Do you see a vase or two faces above? Do you see a duck or a rabbit above? Clearly, neither choice is more “objectively correct” than the other, it is merely a choice to perceive it as one way or another. This is the way I understood D&G’s disjunctive-synthesis: a recording of production, a filter we put on top of reality. From my understanding, there should be no difference between their disjunctive-synthesis and Lacan’s fantasy (and subsequently, Zizek’s ideology).

D&G finish this sub-chapter by talking about Oedipus. They seem to imply, although not stating it explicitly, that Oedipus also functions as a BwO for psychoanalysis. It presents itself retroactively as the cause for neurotic symptoms when it merely is a recording for the social structures that already exist in capitalism. The family-unit of mother-father-child is socially constructed, a surplus of the desiring-production of the current system, it merely records whatever goes on in capitalism, but presents itself as the cause of mental illness and such. Quote: “The full body without organs is produced as antiproduction, that is to say it intervenes within the process as such for the sole purpose of rejecting any attempt to impose on it any sort of triangulation implying that it was produced by parents. How could this body have been produced by parents, when by its very nature it is such eloquent witness of its own self-production, of its own engendering of itself?”. It should be stated that this is my interpretation however since D&G have not (yet?) explicitly stated that Oedipus is the BwO, they do talk about how it is related to the BwO, however.

They go on to talk about schizophrenia as subversive to this recording of desiring-production since the “schizo” goes straight for the BwO, not caring to conform to the codes imposed on them by society. In Zizekian language, we might say that society tells the schizophrenic “here is your coffee without milk” and the schizo replies “I want coffee without sand”. Quote: “It might be said that the schizophrenic passes from one code to the other, that he deliberately scrambles all the codes, by quickly shifting from one to another, according to the questions asked him, never giving the same explanation from one day to the next, never invoking the same genealogy, never recording the same event in the same way. When he is more or less forced into it and is not in a touchy mood, he may even accept the banal Oedipal code, so long as he can stuff it full of all the disjunctions that this code was designed to eliminate.”


 What do you think? If you are familiar with this book, am I on the right track or is my interpretation completely off?

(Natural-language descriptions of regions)
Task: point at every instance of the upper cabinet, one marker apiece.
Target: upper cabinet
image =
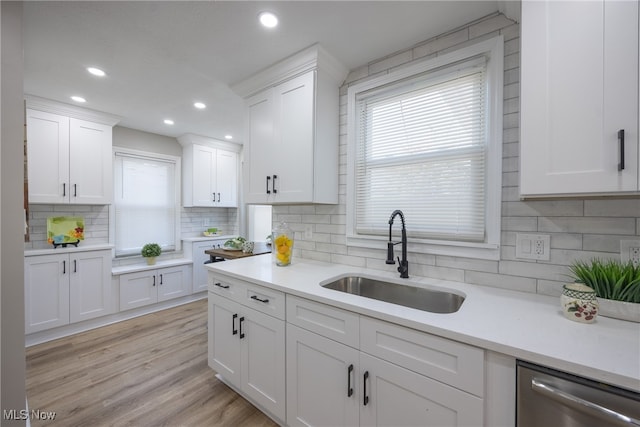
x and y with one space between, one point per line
579 98
68 154
292 111
210 172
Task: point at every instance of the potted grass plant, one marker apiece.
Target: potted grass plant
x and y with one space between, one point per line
617 286
150 251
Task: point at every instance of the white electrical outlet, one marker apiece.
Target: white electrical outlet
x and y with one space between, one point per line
533 246
630 251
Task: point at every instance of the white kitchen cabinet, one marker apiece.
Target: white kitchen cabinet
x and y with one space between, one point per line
579 89
210 177
194 250
291 124
395 376
323 381
247 345
151 286
66 288
68 159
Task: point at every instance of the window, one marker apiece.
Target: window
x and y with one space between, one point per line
427 140
146 204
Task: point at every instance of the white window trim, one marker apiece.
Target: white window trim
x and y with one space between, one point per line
178 186
494 49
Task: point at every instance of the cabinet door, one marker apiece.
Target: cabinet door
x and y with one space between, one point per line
137 289
46 292
224 338
323 386
396 396
89 285
47 157
260 155
90 163
294 134
579 88
226 171
173 282
263 369
204 185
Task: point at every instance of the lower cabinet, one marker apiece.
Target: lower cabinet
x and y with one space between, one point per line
246 345
66 288
342 369
151 286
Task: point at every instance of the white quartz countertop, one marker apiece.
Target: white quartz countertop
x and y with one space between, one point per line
526 326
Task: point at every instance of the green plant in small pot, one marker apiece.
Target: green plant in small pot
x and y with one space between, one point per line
150 251
617 286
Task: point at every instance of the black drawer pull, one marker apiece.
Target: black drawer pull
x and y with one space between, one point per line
621 141
234 331
364 383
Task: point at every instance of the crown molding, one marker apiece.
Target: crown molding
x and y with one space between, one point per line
55 107
313 57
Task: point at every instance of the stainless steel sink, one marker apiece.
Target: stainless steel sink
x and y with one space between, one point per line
406 295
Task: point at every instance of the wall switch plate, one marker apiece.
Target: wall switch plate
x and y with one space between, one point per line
630 251
533 246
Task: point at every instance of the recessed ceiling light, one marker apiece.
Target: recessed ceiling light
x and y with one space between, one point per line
268 19
96 71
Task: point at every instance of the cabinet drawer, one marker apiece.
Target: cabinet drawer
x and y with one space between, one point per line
451 362
268 301
330 322
229 288
260 298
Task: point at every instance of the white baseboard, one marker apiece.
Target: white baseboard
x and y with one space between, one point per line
75 328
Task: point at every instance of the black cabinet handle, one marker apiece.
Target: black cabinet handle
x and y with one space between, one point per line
364 382
254 297
621 142
241 332
234 331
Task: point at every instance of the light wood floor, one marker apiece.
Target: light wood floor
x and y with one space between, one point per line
148 371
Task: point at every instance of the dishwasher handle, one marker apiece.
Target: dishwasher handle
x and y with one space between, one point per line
582 405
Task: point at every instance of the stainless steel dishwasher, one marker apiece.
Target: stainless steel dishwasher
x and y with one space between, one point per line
550 398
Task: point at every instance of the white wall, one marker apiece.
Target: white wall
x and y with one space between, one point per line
579 228
12 356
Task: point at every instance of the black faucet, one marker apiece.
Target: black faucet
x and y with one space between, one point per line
403 267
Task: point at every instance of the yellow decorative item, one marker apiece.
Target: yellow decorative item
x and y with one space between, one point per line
282 244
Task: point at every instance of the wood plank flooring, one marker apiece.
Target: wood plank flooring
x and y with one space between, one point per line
147 371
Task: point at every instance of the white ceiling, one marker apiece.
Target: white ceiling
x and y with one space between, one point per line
162 56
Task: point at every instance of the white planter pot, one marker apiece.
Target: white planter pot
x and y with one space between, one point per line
619 310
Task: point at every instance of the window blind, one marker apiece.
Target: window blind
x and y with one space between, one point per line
421 147
145 203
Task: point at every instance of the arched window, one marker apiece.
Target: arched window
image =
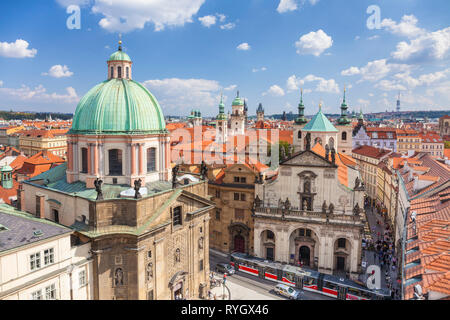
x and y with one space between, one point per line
177 217
84 160
151 159
331 143
115 162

Problems to work on |
**a.** In the commentary on disjunctive-synthesis, what does the schizo reply when society says "here is your coffee without milk"?
**b.** Write out the passage of the commentary on disjunctive-synthesis starting at "Do you see a vase" and ending at "subsequently, Zizek’s ideology).".
This data comes from a separate source.

Answers to the exercise |
**a.** The schizo replies, "I want coffee without sand."

**b.**
Do you see a vase or two faces above? Do you see a duck or a rabbit above? Clearly, neither choice is more “objectively correct” than the other, it is merely a choice to perceive it as one way or another. This is the way I understood D&G’s disjunctive-synthesis: a recording of production, a filter we put on top of reality. From my understanding, there should be no difference between their disjunctive-synthesis and Lacan’s fantasy (and subsequently, Zizek’s ideology).